> **Records to process**
◇ ◇ ◇ ◇

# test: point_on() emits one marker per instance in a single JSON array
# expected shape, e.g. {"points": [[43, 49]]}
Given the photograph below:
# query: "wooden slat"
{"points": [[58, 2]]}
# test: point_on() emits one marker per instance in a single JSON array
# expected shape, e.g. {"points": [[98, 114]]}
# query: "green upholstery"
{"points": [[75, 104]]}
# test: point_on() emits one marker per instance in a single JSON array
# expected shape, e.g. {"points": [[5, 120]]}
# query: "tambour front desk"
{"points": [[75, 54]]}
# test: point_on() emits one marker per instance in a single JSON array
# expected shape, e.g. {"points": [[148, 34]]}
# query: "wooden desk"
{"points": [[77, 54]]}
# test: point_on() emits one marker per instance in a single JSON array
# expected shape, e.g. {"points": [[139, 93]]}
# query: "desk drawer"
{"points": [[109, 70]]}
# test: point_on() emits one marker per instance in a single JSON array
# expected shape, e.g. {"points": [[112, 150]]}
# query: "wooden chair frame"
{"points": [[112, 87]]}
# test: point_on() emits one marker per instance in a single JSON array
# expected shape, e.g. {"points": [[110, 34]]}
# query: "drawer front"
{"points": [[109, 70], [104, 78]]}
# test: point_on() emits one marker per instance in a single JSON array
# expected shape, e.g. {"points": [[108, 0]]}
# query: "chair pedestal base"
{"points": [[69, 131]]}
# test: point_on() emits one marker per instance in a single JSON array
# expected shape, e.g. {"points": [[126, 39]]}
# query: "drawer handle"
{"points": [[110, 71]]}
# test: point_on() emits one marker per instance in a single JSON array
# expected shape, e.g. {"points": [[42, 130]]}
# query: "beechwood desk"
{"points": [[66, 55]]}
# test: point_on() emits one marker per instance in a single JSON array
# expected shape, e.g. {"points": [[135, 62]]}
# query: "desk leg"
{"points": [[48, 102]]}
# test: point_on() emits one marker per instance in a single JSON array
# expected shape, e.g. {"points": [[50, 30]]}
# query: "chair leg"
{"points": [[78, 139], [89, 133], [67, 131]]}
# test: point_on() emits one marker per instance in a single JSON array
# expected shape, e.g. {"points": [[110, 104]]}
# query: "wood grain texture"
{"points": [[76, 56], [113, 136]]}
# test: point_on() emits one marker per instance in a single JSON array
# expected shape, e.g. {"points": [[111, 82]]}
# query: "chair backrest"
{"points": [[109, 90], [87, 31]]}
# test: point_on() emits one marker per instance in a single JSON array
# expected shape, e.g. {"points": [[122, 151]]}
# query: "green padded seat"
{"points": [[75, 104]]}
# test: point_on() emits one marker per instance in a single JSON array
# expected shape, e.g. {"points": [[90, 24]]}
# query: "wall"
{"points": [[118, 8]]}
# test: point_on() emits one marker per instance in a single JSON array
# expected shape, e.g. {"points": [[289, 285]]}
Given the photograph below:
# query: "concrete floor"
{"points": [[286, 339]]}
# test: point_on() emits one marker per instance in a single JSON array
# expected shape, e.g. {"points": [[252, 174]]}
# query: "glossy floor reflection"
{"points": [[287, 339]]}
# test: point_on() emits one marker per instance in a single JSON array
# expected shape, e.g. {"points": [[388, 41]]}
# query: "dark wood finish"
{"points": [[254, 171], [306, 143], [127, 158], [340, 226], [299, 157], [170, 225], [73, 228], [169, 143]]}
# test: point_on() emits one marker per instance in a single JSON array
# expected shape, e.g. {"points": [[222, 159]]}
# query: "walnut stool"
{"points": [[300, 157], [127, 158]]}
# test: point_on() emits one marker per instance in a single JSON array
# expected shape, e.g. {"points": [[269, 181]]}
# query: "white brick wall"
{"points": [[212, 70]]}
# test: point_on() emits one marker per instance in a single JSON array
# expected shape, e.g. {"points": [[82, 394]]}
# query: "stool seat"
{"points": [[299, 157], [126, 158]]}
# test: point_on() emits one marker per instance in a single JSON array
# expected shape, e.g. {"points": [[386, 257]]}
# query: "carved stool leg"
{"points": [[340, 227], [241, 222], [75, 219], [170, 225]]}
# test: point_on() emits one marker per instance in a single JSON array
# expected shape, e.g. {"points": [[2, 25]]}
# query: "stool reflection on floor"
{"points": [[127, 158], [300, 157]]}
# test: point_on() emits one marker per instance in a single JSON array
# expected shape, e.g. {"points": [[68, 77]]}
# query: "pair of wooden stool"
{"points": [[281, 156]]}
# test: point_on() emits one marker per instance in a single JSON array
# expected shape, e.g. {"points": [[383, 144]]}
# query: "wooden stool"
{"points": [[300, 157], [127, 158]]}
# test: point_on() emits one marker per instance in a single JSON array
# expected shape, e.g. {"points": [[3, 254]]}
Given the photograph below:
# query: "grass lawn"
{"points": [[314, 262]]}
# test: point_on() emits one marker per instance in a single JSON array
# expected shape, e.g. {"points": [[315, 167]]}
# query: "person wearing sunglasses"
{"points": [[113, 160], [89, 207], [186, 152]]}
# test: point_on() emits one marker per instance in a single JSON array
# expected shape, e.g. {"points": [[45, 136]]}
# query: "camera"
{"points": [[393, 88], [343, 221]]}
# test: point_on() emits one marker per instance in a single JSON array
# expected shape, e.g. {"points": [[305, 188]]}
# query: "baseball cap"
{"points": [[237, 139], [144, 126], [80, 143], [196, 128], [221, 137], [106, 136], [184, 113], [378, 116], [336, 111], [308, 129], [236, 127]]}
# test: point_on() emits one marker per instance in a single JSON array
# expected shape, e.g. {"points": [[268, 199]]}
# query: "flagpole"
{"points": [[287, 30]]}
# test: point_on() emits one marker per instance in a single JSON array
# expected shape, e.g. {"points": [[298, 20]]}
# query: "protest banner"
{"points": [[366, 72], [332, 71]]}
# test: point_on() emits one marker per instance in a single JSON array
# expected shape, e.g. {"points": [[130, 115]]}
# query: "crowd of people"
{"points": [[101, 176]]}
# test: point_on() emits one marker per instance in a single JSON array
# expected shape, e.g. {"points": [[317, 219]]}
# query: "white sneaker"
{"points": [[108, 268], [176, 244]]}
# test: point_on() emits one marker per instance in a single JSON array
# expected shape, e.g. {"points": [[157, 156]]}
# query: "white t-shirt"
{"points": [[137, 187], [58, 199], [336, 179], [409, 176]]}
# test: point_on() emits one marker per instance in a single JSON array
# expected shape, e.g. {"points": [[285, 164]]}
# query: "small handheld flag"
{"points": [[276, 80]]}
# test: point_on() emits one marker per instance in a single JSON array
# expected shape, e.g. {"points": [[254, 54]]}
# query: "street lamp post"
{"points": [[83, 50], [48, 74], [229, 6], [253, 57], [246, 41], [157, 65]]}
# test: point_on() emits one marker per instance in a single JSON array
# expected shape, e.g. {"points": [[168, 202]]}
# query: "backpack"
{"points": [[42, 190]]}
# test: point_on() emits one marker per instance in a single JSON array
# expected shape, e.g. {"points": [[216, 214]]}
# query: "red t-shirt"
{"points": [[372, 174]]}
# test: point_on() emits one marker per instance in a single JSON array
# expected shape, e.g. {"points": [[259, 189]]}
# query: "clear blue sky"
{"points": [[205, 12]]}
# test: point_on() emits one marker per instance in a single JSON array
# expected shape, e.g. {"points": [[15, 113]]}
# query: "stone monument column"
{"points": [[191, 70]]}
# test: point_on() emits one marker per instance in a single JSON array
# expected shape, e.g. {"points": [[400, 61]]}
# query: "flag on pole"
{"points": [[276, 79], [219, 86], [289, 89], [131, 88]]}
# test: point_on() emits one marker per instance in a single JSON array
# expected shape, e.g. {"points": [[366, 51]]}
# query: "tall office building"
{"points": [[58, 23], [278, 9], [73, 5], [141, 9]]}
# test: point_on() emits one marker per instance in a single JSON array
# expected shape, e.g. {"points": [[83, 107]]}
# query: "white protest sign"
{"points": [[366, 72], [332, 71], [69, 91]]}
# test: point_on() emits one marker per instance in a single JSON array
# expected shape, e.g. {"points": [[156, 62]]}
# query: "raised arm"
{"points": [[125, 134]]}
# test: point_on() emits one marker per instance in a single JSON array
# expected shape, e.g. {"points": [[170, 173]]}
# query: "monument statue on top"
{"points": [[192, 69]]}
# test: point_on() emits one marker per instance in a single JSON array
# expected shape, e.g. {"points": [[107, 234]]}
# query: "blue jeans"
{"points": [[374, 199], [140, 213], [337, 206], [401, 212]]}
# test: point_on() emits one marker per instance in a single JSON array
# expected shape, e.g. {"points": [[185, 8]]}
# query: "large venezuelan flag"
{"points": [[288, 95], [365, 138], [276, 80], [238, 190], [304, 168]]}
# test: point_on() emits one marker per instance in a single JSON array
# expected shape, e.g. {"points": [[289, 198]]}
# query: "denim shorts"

◇ ◇ ◇ ◇

> **Directive**
List each line of the data above that contains the string "front".

> **Result below**
# query: "tambour front desk"
# query: "drawer front"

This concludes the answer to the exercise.